■ Action item
Write out exactly the lines running from the one with "# point at: steep" to the last line of the entries, keeping both the first and the last.

(Beginning of Information given)

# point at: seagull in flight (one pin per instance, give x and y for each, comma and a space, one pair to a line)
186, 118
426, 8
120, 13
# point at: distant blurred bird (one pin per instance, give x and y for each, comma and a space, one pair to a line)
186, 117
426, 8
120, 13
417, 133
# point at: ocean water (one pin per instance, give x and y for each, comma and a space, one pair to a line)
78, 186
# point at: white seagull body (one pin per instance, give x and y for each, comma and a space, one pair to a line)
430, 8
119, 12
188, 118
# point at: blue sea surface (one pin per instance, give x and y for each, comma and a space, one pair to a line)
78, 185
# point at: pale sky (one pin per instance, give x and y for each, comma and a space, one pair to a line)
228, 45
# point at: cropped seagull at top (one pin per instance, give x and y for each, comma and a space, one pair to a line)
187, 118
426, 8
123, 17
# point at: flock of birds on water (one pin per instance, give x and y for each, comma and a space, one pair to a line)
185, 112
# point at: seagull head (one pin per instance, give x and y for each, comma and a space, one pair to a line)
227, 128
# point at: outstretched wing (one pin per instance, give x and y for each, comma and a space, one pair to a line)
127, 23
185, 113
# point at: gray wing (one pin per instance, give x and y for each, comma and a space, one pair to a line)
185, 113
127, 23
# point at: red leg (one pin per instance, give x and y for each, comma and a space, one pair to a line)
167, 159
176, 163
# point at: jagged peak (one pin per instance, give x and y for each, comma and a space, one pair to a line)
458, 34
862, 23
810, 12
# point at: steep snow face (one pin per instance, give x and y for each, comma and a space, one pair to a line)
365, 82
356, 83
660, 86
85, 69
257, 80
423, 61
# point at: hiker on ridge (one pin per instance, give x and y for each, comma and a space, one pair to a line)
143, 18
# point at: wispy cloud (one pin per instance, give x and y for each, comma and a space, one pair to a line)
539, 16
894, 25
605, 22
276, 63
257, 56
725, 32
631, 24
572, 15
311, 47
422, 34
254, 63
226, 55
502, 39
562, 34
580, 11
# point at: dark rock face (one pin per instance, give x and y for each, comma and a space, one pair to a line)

(End of Information given)

■ Task output
# point at: steep snow face (one pin per instance, give x and y for each, comma and a space, one pair to a line)
365, 82
356, 83
660, 86
85, 69
257, 80
423, 61
# point at: hiker on ridge (one pin per instance, give x and y for each, comma and a space, one pair to a line)
143, 18
# point at: wispy cloud (one pin per instance, give x and y for each, comma and a space, one pair to a line)
539, 16
894, 25
605, 22
276, 63
257, 56
725, 32
631, 24
572, 15
311, 47
422, 34
254, 63
226, 55
502, 39
562, 34
580, 11
# point at: dark rock face (one pin per instance, give x and y for each, comma and a space, one pair to a line)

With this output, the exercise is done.